- [DATASET CONTENT]
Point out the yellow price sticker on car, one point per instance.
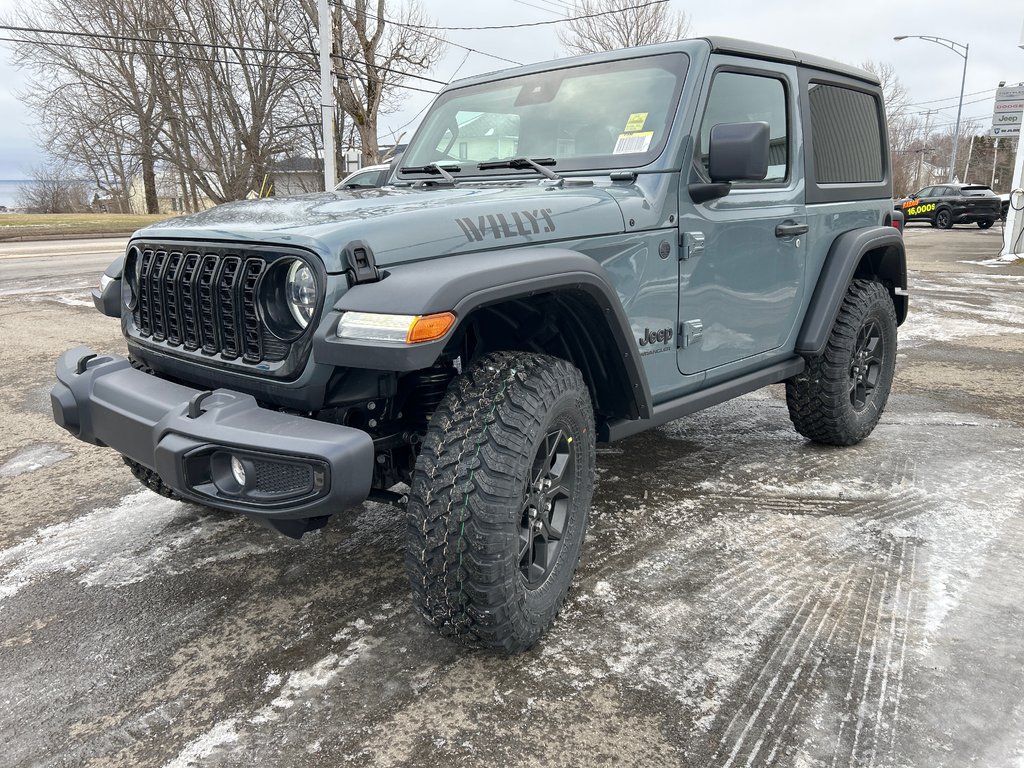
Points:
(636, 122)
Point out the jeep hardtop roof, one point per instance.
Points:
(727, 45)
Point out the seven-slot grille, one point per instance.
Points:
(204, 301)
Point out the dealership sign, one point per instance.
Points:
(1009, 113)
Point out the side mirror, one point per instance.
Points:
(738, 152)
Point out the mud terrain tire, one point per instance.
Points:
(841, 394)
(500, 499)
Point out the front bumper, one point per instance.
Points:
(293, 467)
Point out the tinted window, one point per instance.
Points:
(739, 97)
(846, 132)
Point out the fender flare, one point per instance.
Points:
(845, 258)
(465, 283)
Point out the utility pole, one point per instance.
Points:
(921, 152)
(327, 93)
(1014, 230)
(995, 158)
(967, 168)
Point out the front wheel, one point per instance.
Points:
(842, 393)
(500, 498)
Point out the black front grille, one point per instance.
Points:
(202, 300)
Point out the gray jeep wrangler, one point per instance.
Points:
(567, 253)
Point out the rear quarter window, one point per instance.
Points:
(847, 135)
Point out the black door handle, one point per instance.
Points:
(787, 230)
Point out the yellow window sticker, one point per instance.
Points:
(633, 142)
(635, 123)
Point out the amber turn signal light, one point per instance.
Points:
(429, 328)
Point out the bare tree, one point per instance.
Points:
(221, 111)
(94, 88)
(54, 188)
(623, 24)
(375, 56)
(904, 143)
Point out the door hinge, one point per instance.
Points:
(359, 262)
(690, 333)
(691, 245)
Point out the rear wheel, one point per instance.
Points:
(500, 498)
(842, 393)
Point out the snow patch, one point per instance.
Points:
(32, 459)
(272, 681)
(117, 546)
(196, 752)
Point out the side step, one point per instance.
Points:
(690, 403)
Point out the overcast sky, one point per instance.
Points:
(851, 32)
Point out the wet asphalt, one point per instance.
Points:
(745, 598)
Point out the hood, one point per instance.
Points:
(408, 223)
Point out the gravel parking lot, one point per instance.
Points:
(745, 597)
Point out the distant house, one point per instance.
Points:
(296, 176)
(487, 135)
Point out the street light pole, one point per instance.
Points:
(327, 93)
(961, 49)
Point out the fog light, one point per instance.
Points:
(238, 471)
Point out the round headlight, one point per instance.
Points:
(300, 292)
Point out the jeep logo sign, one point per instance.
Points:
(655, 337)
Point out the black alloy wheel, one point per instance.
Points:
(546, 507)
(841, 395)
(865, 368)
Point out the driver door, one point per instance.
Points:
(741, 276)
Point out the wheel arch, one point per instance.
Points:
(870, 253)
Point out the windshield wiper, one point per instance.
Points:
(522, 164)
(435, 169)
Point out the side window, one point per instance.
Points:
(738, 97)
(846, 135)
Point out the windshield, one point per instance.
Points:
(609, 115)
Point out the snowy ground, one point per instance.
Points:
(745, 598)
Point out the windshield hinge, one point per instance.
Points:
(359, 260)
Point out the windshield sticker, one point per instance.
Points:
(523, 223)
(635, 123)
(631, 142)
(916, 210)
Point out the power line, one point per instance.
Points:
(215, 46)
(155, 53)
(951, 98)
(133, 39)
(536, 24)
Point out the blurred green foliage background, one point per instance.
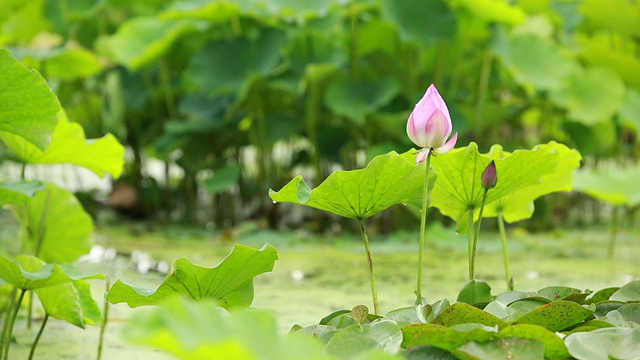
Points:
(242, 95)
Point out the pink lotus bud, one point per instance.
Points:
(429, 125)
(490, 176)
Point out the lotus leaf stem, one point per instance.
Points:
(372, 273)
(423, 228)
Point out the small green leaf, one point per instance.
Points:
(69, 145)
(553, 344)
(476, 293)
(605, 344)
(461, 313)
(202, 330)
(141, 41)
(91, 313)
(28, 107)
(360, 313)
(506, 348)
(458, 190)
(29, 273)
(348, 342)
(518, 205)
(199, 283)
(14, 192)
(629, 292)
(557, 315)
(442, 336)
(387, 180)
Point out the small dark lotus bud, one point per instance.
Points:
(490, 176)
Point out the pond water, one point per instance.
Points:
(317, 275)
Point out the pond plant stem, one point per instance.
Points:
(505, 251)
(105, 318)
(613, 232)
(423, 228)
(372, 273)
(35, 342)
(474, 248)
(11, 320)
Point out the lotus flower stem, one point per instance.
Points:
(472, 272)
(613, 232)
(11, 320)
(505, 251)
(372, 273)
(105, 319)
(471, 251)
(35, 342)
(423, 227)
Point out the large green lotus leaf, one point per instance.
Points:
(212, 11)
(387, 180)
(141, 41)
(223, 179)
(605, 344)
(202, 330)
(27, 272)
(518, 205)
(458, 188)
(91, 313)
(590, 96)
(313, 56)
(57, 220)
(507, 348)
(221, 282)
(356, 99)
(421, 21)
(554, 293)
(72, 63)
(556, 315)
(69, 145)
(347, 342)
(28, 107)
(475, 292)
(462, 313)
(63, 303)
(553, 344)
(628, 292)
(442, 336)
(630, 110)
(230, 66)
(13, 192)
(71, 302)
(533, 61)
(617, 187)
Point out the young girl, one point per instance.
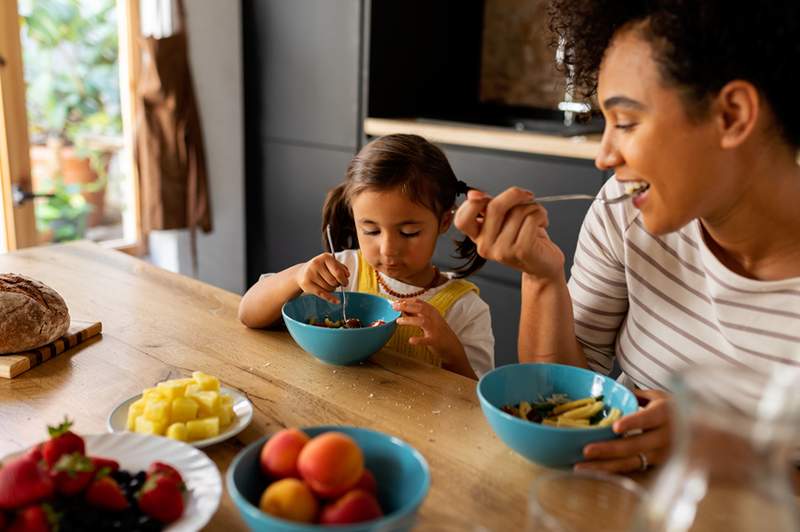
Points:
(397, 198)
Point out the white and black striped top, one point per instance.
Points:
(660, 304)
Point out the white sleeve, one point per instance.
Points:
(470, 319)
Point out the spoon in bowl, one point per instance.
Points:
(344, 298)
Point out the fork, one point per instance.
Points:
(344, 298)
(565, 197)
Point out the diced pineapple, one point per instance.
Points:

- [DIRECTIONS] Return each line from the entries above that includes "rear".

- [OUTPUT FOR THIS EXERCISE]
Point out the rear quarter window, one point per instance.
Point out the rear wheel, one point per instance.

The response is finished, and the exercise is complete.